Render every one of the rows below as a numbered list, omitting any blank lines.

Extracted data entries
----
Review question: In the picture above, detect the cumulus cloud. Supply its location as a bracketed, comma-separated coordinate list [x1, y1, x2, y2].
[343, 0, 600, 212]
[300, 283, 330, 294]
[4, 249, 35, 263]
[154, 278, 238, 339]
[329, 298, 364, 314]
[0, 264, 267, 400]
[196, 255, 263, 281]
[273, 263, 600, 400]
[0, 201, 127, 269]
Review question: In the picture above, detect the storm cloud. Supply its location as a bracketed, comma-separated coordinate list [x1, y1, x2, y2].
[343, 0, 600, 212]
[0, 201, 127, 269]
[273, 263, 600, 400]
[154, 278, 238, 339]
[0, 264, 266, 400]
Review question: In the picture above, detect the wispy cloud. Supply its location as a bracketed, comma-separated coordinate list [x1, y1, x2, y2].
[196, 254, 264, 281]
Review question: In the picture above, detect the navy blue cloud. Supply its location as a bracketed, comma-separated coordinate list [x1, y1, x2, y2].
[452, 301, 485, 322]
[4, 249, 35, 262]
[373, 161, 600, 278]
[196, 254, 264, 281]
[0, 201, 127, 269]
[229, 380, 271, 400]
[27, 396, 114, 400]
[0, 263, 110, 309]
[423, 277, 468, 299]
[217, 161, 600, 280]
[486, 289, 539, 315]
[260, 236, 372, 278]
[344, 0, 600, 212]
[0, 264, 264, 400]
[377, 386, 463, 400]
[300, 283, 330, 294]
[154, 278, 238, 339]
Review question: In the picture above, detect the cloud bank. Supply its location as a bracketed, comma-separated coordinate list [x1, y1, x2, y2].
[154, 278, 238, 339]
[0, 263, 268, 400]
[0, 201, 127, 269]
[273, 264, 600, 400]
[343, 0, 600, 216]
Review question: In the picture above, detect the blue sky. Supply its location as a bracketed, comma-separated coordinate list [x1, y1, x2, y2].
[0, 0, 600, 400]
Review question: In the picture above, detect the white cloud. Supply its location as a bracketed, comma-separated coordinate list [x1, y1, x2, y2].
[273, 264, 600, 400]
----
Answer to the problem:
1. Review question: In the picture above, detect the cumulus cloud. Supply its location as a bracketed, comma-separated coordinate list [x1, y1, x2, y2].
2. [343, 0, 600, 212]
3. [300, 283, 330, 294]
4. [4, 249, 35, 263]
5. [154, 278, 238, 339]
6. [329, 298, 364, 314]
7. [0, 264, 267, 400]
8. [196, 255, 263, 281]
9. [273, 263, 600, 400]
10. [0, 201, 127, 269]
11. Review question: In the picture above, detect the storm cloud. Supply its location as a bracketed, comma-separated coordinate list [x1, y1, x2, y2].
12. [343, 0, 600, 212]
13. [0, 201, 127, 269]
14. [273, 263, 600, 400]
15. [154, 278, 238, 339]
16. [0, 264, 266, 400]
17. Review question: In the picture above, detect the wispy cloud. Supply its location as a bracketed, comma-separated coordinate list [x1, y1, x2, y2].
18. [196, 254, 264, 281]
19. Review question: In the picture above, detect the navy blue cloud. Supply its location as a bracketed, comma-separated coordinate list [x1, y1, x2, y2].
20. [452, 301, 485, 322]
21. [4, 249, 35, 262]
22. [373, 161, 600, 278]
23. [196, 254, 264, 281]
24. [0, 201, 127, 269]
25. [229, 380, 271, 400]
26. [27, 396, 114, 400]
27. [0, 263, 110, 309]
28. [423, 277, 468, 299]
29. [217, 161, 600, 280]
30. [486, 289, 539, 315]
31. [260, 236, 372, 278]
32. [344, 0, 600, 212]
33. [0, 264, 264, 400]
34. [377, 386, 463, 400]
35. [300, 283, 330, 294]
36. [154, 278, 238, 339]
37. Review question: In the picture above, detect the cloud bank. Supply its location as a bracketed, comma-separated coordinate list [x1, y1, x2, y2].
38. [154, 278, 238, 339]
39. [0, 263, 268, 400]
40. [0, 201, 127, 269]
41. [273, 264, 600, 400]
42. [343, 0, 600, 216]
43. Review question: In the picture above, detect the blue sky. Supply its location as a bracketed, comma-separated coordinate list [x1, y1, x2, y2].
44. [0, 0, 600, 400]
45. Review question: In the picture above, detect the white cloud. Supply its location as a bracketed, comma-separated coordinate list [x1, y1, x2, y2].
46. [273, 264, 600, 400]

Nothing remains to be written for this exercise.